__Data entries__.
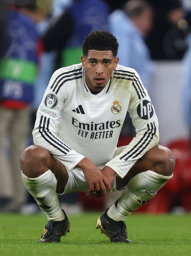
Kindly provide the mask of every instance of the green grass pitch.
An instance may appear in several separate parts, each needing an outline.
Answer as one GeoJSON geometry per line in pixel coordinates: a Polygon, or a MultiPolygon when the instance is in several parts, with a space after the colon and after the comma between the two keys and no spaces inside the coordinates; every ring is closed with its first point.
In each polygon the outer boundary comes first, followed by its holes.
{"type": "Polygon", "coordinates": [[[43,214],[0,214],[2,256],[190,256],[191,215],[132,213],[127,218],[130,244],[110,243],[96,220],[102,213],[68,217],[70,230],[59,243],[38,241],[47,222],[43,214]]]}

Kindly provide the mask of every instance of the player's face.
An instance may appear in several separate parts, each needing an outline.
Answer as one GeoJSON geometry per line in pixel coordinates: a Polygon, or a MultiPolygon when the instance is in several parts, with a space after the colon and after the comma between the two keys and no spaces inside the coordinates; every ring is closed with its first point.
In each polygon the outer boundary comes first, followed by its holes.
{"type": "Polygon", "coordinates": [[[98,93],[104,88],[116,68],[119,57],[115,58],[111,51],[89,50],[88,56],[81,56],[85,69],[85,79],[91,91],[98,93]]]}

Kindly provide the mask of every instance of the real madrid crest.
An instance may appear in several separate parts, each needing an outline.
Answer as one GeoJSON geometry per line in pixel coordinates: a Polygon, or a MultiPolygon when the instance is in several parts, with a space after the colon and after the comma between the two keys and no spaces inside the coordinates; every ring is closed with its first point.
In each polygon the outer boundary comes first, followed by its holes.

__Work to complete__. Could you turn every line of these records into a JSON list of strings, one string per line, leaving out blank lines and the pictures?

__The output__.
[
  "Kindly provide the mask of every instance of the green grass pitch.",
  "An instance may appear in several separate parts, each needing an outline.",
  "Answer as one GeoJSON geometry per line in pixel coordinates: a Polygon, or a MultiPolygon when the instance is in several parts, with a space after the colon and after the comma between the two keys and no spaces inside the coordinates; every ring is closed with its first point.",
  "In each polygon the outer boundary comes first, followed by its holes.",
  "{\"type\": \"Polygon\", \"coordinates\": [[[43,214],[0,214],[2,256],[190,256],[191,215],[132,213],[127,218],[130,244],[110,243],[96,220],[102,213],[68,217],[70,230],[59,243],[38,241],[47,222],[43,214]]]}",
  "Kindly provide the mask of every instance of the player's face.",
  "An instance may appear in several separate parts, each needing an outline.",
  "Answer as one GeoJSON geometry per line in pixel coordinates: a Polygon, or a MultiPolygon when the instance is in several parts, with a space after the colon and after the comma between the two keys and no spaces inside the coordinates; every ring is closed with its first point.",
  "In each polygon the outer boundary comes first, followed by its holes.",
  "{\"type\": \"Polygon\", \"coordinates\": [[[98,93],[104,88],[116,68],[119,57],[115,58],[111,51],[89,50],[88,56],[81,56],[85,69],[85,79],[91,91],[98,93]]]}",
  "Kindly provide the mask of every instance of the real madrid crest.",
  "An instance may appear in several separate parts, each needing an outline.",
  "Answer as one GeoJSON geometry per line in pixel coordinates: a Polygon, or a MultiPolygon when the instance is in several parts, with a space after the colon and after the comma between the two keys and no spaces inside the coordinates; every ring is closed with its first point.",
  "In each polygon the outer boundary comes first, followed by its holes."
]